----- Отрывок для чтения -----
Кроме всего прочего, его страстно интересовала гроза. Отчасти потому, что это явление было как-то сродни его натуре – вероятно, он усматривал в нем некое сходство с собственным темпераментом: такие грозные, громкие Божьи чудеса – и сам он, человек мощный и вспыльчивый. Изучение грозы едва не стоило ему жизни. Мы мало знаем документов, в которых бы так сказалась ломоносовская ясная и трогательная душа, как письмо графу Шувалову о смерти Рихмана, его ближайшего друга и коллеги.

Милостивый государь Иван Иванович! Что я ныне к вашему превосходительству пишу, за чудо почитайте, для того что мертвые не пишут. Я не знаю еще или по последней мере сомневаюсь, жив ли я или мертв. Я вижу, что г. профессора Рихмана громом убило в тех же точно обстоятельствах, в которых я был в то же самое время. Сего июля в 26 число, в первом часу пополудни, поднялась громовая туча от норда. Гром был нарочито силен, дождя ни капли. Выставленную громовую машину посмотрев, не видел я ни малого признака электрической силы. Однако, пока кушанье на стол ставили, дождался я нарочитых электрических из проволоки искор… Внезапно гром чрезвычайно грянул в самое то время, как я руку держал у железа, и искры трещали. Все от меня прочь побежали. И жена просила, чтобы я прочь шел. Любопытство удержало меня еще две или три минуты, пока мне сказали, что шти (щи) простынут, а притом и электрическая сила почти перестала. Только я за столом посидел несколько минут, внезапно дверь отворил человек покойного Рихмана, весь в слезах и в страхе запыхавшись. Я думал, что его кто-нибудь на дороге бил, когда он ко мне был послан. Он чуть выговорил: «Профессора громом зашибло». <…> Между тем умер г. Рихман прекрасною смертию, исполняя по своей профессии должность. Память его никогда не умолкнет; но… ваше превосходительство, как истинный наук любитель и покровитель, будьте им милостивый помощник, чтобы бедная вдова лучшего профессора до самой смерти своей пропитание имела <…>. За такое благодеяние Господь Бог вас наградит и я буду больше почитать, нежели за свое. Между тем, чтобы сей случай не был протолкован противу приращения наук, всепокорнейше прошу миловать науки и вашего превосходительства всепокорнейшего слугу в слезах Михаила Ломоносова.
----- Предоставленные данные -----
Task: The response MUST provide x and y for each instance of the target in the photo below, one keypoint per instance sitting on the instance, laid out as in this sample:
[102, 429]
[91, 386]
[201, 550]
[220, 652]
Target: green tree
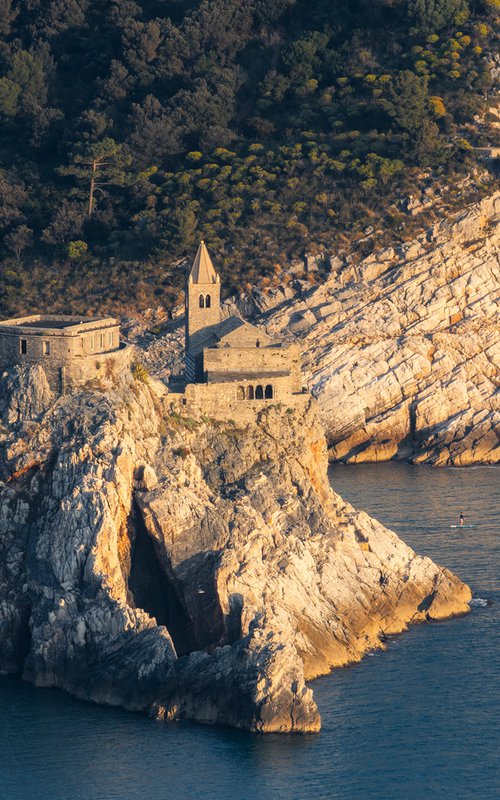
[98, 165]
[433, 15]
[19, 239]
[407, 103]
-----
:: Задания ::
a – Когда и с какой стороны, согласно отрывку о смерти Рихмана, поднялась громовая туча?
b – Согласуются ли с отрывком о смерти Рихмана следующие утверждения? Для каждого ответьте «да» или «нет» и приведите решающие слова отрывка дословной цитатой. (i) Во время грозы шёл сильный дождь. (ii) Жена просила Ломоносова отойти от машины. (iii) Ломоносов просил Шувалова позаботиться о пропитании вдовы Рихмана.
Приведённые данные никак не связаны с отрывком.

:: Ответы ::
a – 26 июля, в первом часу пополудни, от норда.

b –
(i) Нет: «дождя ни капли».
(ii) Да: «И жена просила, чтобы я прочь шел».
(iii) Да: «чтобы бедная вдова лучшего профессора до самой смерти своей пропитание имела».